* Passage shown:
════════
This is what the Toyota 2L engine looks like (what I could get in the photograph). It's been living in the back of my van for over a year now. The 2wd 5 speed gearbox is parked next to it in one of the photos.


----------



## ipdesign (Nov 16, 2004)

*Re: 1989 Dodge raider swap 1.9TDI? (QuantumSyncro)*

well you [email protected]#%$
I almost came in my pants when I found out what I am going to tell you all. And to think, the guys that do the adapter plate for a sidekick have no clue about this, i am going back to them to see if they know what I’m talking about.
Alright like I said my trans is a KM148, aka A44D, which came in the A44DL(lock up) variation. So I took this info and run with it through the net, now to think that Mitsubishi used same transmission as the Toyotas and some American makes and that Suzuki has not tried to come across it, this is just unthinkable. It took me a while until I came across a PDF identifying a transmission and model/year of car it was used in. Also a bunch of other sources referring to this thereafter. Well guess what other variation A44 came in. Suzuki Sidekick 4 door in mid 1990s came with a A44DE. Where E stands for Electronic Controlled. Now what I’m thinking is who da funk cares, these are all in the same family of transmissions. And family never fights.
════════
* Data lines:
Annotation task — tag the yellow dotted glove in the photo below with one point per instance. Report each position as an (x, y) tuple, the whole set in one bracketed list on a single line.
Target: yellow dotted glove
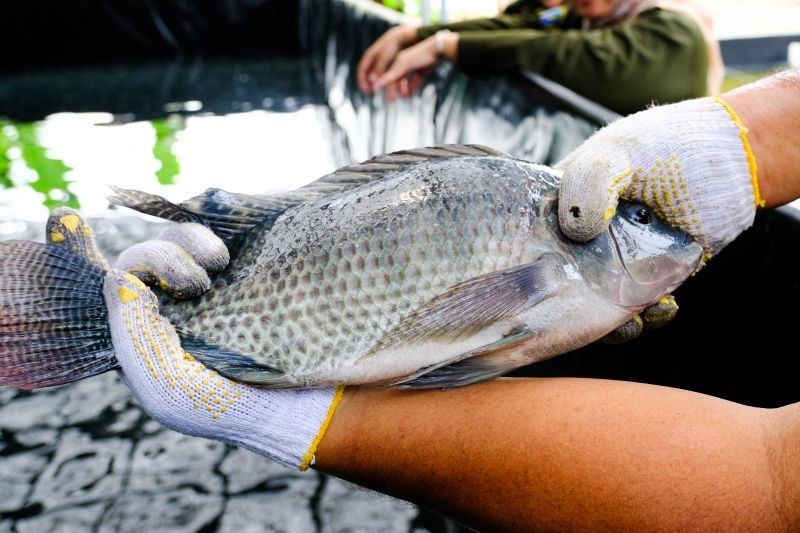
[(690, 162)]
════════
* Required task: Extend the Dodge Raider engine-swap thread, starting after its last sentence. The data above is separate material and has nothing to do with the Dodge Raider engine-swap thread.

* Task answer:
I am still researching to figure this out, the case code is different between these models. Asian-Warner 03-72 and 03-72LE.
Here are some clutches, and they are different as well, but again what I need is an adapter plate between the A44D trans and a TDI, and this is now driving me to see how these transmission variations are different physically.
















Here is also a chart how to identify a transmission case code








So anyone got some info on this that can add to the madness? I think this just placed me right in the face of a TDI implant. The Toyota diesel engines are great and all but they are expensive dude. It will cost me like 3K to buy a half cut of some Toyota diesel, and then another 1K to bring it from somewhere in the US to Canada, not even talking about customs and those jerks.
That’s it for now.


----------



## ipdesign (Nov 16, 2004)

*Re: 1989 Dodge raider swap 1.9TDI? (ipdesign)*

i had a few replies from different people about this and it seems that it is quite possible. i will only have to do some mods to be able to mound the engine in my raider, room should not be a problem as the raider V6 is quite big and will accomodate the volkswagen 4cylinder engine.
a few more questions on the topic of TDIs.
the same old question, a TD or a TDI? 1.9L TD seems like a good candidate.
somewhere someone, again, mentioned that the 1.9TD and 1.9TDI have same cylinders, now am i assuming wrong to think that TDI is actually based on a TD model with the difference of the Cylinder head(which has the direct injector ports) as well as other mechanical and electronics.
I presume that if i have a 1.9 TD i could always modify it to be a TDI, and most changes would be in the top end of the engine.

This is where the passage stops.